Food authenticity is presently a subject of great concern to food authorities. In the last years, several methods based on polymerase chain reaction (PCR) have been proposed as useful means for identification of food species, allergens and genetically modified organisms (GMO), among other purposes, due to their high specificity and sensitivity, as well as rapid processing time.

Coffee is one of the most popular drinks across the world. As such, it has been a target of fraudulent admixtures with a diversity of cheaper materials, for example roasted barley, corn, soybean and rice.

Nevertheless, the detection of such foods in roasted coffee may present difficulties due to the intense thermal processing coffee undergoes during roasting.

In order to ensure the purity of coffee, highly sensitive and selective methodologies for detection of adulterants must be developed, being DNA analysis a promising tool for this purpose. The objective of this study was to use a real-time PCR based method to evaluate the authenticity of South American commercial coffees.

Twenty one commercial ground roast and instant coffee samples were purchased in different stores located in South American countries. From these samples, 9 were classified as gourmet or superior and 12 were traditional (cheaper) from which 3 were instant coffees. Additionally, 6 Coffea arabica and 4 Coffea canephora samples were used as controls. DNA extractions were performed using a modified version of DNeasy kit protocol and CTAB buffer.

DNA concentrations were determined by spectrophotometry (Shimadzu UV-1800 Japan) at 260 nm. Primers used were CEVADA3, ZEINA2 and ARROZ1 for barley, corn and rice respectively [2]. The reaction was conducted using qPCR (SDS ABI Prism 7000 – Applied Biosystems USA), with SYBR Green I system (Applied Biosystems, UK), in quadruplicate. In order to estimate the adulterants percentage in commercial coffee samples, the equation obtained after construction of a standard curve for each adulterant was used.

• [MATERIAL SHOWN]
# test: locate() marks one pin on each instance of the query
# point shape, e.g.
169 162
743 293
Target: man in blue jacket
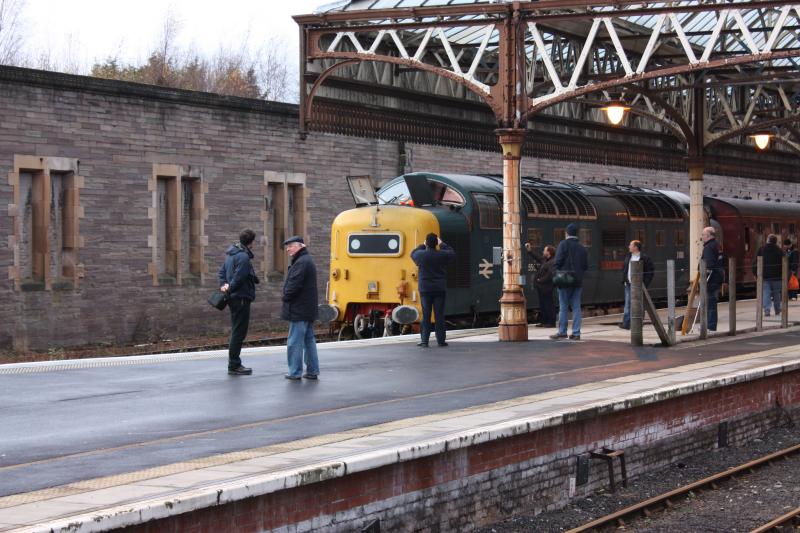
432 265
571 257
300 309
238 280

• [TASKS TO PERFORM]
A) Print the part of the coffee authenticity text that begins at the words "Twenty one commercial" and stops after "and CTAB buffer.".
B) In the coffee authenticity text, which primer was used to detect corn?
C) Please go on with the coffee authenticity text from where it stops.
The records were taken from a different source than the coffee authenticity text.

• [TASK-BY-TASK RESULTS]
A)
Twenty one commercial ground roast and instant coffee samples were purchased in different stores located in South American countries. From these samples, 9 were classified as gourmet or superior and 12 were traditional (cheaper) from which 3 were instant coffees. Additionally, 6 Coffea arabica and 4 Coffea canephora samples were used as controls. DNA extractions were performed using a modified version of DNeasy kit protocol and CTAB buffer.

B) ZEINA2

C)
The limits of detection of barley, corn and rice DNA were 5,0pg; 0,1pg and 0,9 pg respectively, while the limits of quantification were 8,1pg; 0,3pg and 2,6pg respectively. As expected, barley, corn and rice were not detected in any of the control samples nor in any of the gourmets and superior commercial samples. On the other hand, barley was detected in all 12 traditional (cheapest) evaluated coffee samples, with percentages varying from 1% to 2,5% in ground-roast coffees and 2,3% to 4.8% in instant coffees. Corn was identified in one traditional sample (in addition to barley), with amounts bellow the limit of quantification. Real-Time PCR showed to be an effective tool for adulterants detection in ground roast and instant coffee.


[1] Mafra, I. et al. Food authentication by PCR-based methods. Eur Food Res Technol. 2008, 227, 649–665.

[2] Ferreira, T. S. et al. Development of Primer Sets for Detection of Corn and Barley in Roasted Coffee by Real Time PCR. In:24th ICCS, Association for the Science and Information on Coffee (ASIC), San Rosé, Costa Rica, 2012, in press.